Exercise A:
In the blog excerpt about winter break and Christmas cookies, why does the writer feel no envy toward the friends on the Antarctica cruise? Answer in one to three sentences.
Exercise B:
Write a continuation of the blog excerpt about winter break and Christmas cookies, picking up after its final sentence.
+++ Extract +++
Just yesterday I was complaining (to a retired colleague and a couple of cashiers at the grocery store who got drawn into the conversation) about being nothing more than a cog in a machine, a tiny (but essential!) part that struggles to keep spinning silently even when gunk gums up the works, but now I wonder whether I ought to think of myself as a different kind of cog--a massive workhorse that carries a lot of weight to connect distant points, well equipped to weather storms while providing food, shelter, and comfort for my crew. 

Sure, maybe one day I'll flounder in one of those storms, but in the meantime I get to carry a castle. (No tiara, though. It's not that kind of castle.) 

Saturday, December 27, 2025

Winter snooze-fest

As my prosthetic memory insists on reminding me, one year ago today I was on Tybee Island, Georgia, in the presence of egrets and skimmers and sunshine and seafood, and two years ago today I was doing about the same on Cedar Key, Florida. But winter break is not all sunshine and shorelines: 17 years ago today I'd just arrived in San Francisco for the MLA convention three time zones away from home, where my paper was scheduled so late in the day that I felt like I was sleep-walking through the whole presentation. Was it a brilliant paper? You'd have to ask the half-dozen listeners who bothered to show up. 

This year I'm at home for the holidays, being entertained by the photos sent daily by friends who are enjoying a cruise to Antarctica. Kayaking amongst whales and penguins and beautiful sunshine looks fabulous, but I am not the least bit envious of their good fortune because I know I could never take such a trip, thanks to a tendency toward severe seasickness. It's hard to watch whales through a constant scrim of vomit. (Trust me--I've tried!)

Yesterday I took my car out of the driveway for the first time since Sunday for a trip to the grocery store. That's about the extent of the excitement going on in my life right now. Not that I'm complaining: I received a pile of great books for Christmas plus a couple of beautiful jigsaw puzzles and I have some low-stakes administrative tasks I need to tackle, so I'm not going to say the days are just packed but I'll admit that they're not without incident. The incidents just don't make for interesting reading.

So I'm grateful for a gift my daughter gave me, a gift that shows how well she knows me. It never would have occurred to me to seek out a rack of Scrabble tiles spelling out THANKFUL, but when I unwrapped it on Christmas, it was exactly what I needed, a reminder of h0w much I have to be thankful for right here at home: word games, family, puzzles, chickens, so much more.

But still: would a little sunshine be too much to ask? 

Father and son working on a puzzle


Tuesday, December 23, 2025

Now who's going to help me eat all these cookies?

Two weeks ago I spent a Saturday morning baking two kinds of Christmas cookies and shooing the resident cookie-eaters away from the results: Don't touch! They're for a campus event! Finally I promised that I'd bake some more as we got closer to Christmas.

Both kinds of cookies earned praise at our campus cookie event, but I brought home a lot of the Russian Teacakes. They're well loved by many different names but no one ever asks for the recipe.
+++ Dataset extract +++
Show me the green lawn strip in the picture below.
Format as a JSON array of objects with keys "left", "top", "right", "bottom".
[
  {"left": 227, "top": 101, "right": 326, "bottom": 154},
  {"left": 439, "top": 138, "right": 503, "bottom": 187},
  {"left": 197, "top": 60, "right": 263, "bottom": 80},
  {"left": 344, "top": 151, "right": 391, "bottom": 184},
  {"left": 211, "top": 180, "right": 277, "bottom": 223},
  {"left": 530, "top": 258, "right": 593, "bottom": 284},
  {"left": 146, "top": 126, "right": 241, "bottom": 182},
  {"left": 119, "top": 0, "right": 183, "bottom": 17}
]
+++
+++ Dataset extract +++
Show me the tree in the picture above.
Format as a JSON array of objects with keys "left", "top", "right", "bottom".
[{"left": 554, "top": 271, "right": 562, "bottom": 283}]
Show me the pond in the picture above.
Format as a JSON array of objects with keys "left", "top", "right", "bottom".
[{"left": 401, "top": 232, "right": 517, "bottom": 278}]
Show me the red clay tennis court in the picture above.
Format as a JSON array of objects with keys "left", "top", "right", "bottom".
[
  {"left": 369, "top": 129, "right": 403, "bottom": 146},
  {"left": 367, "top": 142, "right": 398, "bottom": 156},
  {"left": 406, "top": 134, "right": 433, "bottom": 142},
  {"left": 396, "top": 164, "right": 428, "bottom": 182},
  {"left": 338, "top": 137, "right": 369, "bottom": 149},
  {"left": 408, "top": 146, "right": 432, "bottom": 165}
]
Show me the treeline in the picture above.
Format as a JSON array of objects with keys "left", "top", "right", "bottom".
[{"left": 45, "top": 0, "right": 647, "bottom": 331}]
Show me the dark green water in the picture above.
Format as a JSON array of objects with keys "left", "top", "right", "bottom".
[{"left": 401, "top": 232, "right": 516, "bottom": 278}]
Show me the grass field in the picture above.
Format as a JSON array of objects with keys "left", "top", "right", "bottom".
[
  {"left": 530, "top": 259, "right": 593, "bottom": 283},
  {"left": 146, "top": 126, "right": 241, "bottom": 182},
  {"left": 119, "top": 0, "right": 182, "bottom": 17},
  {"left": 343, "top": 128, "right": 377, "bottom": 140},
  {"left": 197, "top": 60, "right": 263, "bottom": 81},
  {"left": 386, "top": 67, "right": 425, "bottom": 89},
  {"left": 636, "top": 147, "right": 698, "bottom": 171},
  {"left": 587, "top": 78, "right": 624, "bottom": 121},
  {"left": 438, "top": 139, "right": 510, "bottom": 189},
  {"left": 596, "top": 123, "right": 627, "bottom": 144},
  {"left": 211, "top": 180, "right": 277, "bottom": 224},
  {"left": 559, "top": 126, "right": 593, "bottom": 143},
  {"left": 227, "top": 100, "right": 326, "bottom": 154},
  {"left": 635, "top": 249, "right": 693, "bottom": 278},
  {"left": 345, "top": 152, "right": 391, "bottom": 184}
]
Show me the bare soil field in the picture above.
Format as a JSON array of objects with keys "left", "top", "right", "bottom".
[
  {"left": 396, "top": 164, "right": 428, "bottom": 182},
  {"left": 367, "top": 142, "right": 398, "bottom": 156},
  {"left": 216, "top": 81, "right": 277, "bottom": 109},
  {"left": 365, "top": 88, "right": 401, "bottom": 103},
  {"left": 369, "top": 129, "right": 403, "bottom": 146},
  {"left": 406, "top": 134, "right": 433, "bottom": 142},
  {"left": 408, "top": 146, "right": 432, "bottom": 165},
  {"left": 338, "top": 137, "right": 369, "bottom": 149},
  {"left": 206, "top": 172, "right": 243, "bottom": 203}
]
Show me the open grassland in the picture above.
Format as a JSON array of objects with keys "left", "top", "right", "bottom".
+++
Output A:
The writer has a tendency toward severe seasickness and could never take such a trip. As the writer puts it, it's hard to watch whales through a constant scrim of vomit, which the writer has tried.

Output B:
However, several people wanted the recipe for the other cookies I baked: Chocolate-Covered Cherry Cookies. I know exactly how long I've owned the recipe because it came inside a holiday recipe box we received as a wedding gift 43 years ago. Since then it's been a regular part of my holiday repertoire, along with Santa's Whiskers, Nick-0f-Time Cranberry White Chocolate Drops, cut-out cookies, and Jam Thumbprints. But I've never shared this recipe here--until now.

These cookies are rich and chocolatey, with a burst of yummy cherry in the middle. I always make a horrible mess assembling them, but you won't lack for volunteers to lick the spoon. 

Chocolate-Covered Cherry Cookies

1 1/2 cups all-purpose flour
1/2 cup unsweetened cocoa powder
1/4 tsp salt
1/4 tsp baking powder
1/4 tsp baking soda
1/2 cup butter, softened
1 cup sugar
1 egg
1 1/2 tsp vanilla
10 oz. maraschino cherries, drained (but save the liquid)
6 oz. semisweet chocolate pieces
1/2 cup sweetened condensed milk

Stir together flour, cocoa powder, salt, baking powder, and baking soda; set aside. In mixer bowl cream butter and sugar. Add egg and vanilla; beat until well blended. Gradually add dry ingredients; beat until well blended. 

Shape dough into one-inch balls; place on ungreased cookie sheet. Press down center of each ball with thumb. Place a cherry in the center of each cookie.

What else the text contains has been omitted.